**Directions for this task:**
Count the lines in the entries below that contain the string "base". Case counts. Reply with the number alone.

___

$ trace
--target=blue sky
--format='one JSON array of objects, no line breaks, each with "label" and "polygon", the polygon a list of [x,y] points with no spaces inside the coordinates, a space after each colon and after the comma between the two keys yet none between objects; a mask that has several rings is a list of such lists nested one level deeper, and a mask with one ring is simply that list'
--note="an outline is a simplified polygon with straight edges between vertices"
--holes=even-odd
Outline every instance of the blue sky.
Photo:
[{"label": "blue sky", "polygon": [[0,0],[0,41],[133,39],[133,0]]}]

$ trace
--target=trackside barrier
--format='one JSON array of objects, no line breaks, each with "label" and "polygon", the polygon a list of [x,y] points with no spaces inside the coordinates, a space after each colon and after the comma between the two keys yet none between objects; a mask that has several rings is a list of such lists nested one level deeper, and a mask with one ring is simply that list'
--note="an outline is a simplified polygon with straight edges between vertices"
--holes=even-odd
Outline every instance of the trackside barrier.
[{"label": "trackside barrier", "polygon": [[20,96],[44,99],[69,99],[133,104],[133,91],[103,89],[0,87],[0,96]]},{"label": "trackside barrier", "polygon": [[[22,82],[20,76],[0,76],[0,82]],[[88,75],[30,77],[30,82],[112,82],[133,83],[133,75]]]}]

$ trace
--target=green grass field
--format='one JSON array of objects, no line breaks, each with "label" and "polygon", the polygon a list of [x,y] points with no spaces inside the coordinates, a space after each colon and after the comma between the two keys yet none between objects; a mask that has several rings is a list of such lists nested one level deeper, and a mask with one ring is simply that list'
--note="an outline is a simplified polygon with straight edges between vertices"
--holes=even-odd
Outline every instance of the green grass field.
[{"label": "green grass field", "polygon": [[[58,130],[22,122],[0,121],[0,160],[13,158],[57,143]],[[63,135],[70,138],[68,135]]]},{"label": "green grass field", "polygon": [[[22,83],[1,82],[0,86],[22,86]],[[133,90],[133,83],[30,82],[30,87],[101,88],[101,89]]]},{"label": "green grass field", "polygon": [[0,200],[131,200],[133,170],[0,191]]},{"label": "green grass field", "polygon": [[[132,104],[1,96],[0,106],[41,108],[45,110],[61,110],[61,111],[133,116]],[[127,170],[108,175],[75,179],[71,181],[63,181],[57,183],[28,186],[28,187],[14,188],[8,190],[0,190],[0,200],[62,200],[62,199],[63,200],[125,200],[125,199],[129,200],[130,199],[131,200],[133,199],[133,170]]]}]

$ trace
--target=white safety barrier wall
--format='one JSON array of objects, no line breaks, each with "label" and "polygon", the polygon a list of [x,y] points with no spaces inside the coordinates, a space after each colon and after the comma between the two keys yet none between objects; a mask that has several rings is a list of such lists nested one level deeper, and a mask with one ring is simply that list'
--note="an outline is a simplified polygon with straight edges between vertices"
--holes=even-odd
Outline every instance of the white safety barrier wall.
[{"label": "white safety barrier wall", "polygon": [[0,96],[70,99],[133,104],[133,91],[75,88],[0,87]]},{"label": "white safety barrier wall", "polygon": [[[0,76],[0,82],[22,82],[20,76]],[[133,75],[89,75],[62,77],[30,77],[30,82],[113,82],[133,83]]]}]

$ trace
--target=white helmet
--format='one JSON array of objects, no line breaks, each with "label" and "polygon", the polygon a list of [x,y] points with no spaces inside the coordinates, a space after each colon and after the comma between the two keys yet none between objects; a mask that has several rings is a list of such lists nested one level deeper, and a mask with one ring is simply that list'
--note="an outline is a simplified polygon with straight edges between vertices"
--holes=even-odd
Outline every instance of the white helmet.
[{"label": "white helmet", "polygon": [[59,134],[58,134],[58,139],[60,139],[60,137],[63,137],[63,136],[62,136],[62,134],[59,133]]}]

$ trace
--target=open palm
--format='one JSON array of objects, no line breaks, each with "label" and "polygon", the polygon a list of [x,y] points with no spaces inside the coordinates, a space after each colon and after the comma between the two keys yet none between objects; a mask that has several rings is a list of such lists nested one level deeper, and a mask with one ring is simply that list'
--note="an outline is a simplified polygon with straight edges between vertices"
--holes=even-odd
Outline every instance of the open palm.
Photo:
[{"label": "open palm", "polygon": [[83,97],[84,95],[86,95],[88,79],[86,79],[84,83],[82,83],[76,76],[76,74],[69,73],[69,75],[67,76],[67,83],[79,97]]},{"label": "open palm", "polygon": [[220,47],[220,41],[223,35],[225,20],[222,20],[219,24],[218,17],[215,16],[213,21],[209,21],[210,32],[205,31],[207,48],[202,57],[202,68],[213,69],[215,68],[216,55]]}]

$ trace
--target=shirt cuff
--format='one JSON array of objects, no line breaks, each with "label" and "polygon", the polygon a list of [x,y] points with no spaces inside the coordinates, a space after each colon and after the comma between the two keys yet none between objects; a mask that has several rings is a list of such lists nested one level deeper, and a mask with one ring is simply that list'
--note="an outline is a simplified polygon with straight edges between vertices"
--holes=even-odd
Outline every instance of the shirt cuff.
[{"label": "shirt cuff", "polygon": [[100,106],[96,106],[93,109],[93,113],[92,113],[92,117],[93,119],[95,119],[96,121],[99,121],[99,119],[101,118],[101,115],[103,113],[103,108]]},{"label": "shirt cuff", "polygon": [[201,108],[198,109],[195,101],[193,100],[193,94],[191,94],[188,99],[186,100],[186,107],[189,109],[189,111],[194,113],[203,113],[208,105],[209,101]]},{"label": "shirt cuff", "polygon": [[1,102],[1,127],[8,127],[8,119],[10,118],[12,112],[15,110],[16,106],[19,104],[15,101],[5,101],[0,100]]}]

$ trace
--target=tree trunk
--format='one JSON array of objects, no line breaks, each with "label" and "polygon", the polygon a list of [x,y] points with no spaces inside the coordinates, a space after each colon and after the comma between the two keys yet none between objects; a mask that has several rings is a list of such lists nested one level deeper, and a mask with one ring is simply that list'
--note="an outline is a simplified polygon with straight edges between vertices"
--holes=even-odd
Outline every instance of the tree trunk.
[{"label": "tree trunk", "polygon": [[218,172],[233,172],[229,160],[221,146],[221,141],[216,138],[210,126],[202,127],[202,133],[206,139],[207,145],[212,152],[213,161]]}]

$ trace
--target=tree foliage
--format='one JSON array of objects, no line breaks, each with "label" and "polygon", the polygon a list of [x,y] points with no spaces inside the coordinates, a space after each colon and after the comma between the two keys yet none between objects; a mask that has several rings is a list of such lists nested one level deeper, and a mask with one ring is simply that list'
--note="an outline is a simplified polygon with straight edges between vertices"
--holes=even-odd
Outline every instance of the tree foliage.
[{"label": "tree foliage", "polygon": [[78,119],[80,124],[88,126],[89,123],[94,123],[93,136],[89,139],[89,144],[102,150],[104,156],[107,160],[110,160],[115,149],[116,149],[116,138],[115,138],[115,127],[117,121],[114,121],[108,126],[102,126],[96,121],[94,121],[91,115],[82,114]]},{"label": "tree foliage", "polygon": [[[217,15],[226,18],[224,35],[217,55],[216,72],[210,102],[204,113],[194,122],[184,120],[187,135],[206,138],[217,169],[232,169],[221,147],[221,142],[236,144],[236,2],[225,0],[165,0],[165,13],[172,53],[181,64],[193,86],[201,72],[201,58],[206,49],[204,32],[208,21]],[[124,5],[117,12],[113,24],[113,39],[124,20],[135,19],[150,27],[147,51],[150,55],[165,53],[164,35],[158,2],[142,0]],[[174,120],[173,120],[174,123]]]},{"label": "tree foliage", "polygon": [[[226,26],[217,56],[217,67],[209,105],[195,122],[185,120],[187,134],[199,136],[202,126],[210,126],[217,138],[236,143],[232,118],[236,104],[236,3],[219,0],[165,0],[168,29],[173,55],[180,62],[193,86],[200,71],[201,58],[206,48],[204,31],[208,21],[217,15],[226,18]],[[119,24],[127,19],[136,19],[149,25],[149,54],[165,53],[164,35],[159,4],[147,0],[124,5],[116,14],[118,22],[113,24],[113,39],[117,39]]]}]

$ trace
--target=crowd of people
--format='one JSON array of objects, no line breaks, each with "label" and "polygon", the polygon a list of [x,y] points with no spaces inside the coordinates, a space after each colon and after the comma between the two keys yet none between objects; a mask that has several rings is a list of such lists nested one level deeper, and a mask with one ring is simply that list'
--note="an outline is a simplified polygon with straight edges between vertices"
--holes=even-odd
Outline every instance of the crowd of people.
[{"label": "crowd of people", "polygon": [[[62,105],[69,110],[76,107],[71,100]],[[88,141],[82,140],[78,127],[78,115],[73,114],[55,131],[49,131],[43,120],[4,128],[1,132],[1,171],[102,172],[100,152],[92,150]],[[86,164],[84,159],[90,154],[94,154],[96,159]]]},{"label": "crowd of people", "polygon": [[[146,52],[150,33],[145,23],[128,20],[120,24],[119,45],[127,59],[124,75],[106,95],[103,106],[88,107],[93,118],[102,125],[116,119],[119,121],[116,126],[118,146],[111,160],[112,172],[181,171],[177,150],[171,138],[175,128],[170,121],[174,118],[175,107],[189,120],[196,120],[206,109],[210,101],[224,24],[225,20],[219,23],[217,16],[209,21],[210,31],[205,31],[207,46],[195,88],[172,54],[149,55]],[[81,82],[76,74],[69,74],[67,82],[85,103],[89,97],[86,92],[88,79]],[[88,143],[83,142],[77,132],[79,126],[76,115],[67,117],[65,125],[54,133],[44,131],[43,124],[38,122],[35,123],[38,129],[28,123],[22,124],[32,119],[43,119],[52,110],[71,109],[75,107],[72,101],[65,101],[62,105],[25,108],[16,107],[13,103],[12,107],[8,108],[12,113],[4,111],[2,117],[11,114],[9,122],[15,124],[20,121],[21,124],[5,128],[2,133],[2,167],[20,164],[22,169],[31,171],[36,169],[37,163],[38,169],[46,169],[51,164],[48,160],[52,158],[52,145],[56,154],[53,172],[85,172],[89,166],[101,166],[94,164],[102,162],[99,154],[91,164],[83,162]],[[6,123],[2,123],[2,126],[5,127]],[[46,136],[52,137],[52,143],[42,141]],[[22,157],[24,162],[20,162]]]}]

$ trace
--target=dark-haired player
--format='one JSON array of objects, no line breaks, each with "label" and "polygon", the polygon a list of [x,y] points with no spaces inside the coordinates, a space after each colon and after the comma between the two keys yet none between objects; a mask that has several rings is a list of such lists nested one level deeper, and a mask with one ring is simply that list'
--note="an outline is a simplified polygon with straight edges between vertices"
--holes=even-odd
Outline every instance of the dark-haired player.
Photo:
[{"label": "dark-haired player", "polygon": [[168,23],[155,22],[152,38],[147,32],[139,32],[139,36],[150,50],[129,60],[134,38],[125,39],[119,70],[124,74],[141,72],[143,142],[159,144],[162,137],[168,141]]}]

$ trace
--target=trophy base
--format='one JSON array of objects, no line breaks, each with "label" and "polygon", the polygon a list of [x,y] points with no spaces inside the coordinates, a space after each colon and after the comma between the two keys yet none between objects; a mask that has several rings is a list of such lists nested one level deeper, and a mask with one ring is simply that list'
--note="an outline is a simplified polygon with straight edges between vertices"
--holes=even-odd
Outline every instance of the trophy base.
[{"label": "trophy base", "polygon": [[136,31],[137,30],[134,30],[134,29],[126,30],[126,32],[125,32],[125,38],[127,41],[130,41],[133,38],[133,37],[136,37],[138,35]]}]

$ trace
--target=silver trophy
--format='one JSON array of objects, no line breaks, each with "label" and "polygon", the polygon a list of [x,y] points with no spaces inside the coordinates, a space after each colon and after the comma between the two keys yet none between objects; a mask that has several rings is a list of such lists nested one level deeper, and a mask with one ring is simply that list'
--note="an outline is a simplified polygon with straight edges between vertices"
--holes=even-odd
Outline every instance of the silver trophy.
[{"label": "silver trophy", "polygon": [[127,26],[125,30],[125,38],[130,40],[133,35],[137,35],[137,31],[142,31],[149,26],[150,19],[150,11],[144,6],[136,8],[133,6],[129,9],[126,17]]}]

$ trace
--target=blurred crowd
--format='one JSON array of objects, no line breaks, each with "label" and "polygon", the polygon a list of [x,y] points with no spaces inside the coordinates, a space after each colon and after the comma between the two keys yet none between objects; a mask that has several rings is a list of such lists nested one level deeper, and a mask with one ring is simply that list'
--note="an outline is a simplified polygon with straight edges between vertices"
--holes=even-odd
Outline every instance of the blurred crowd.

___

**Completed task:**
3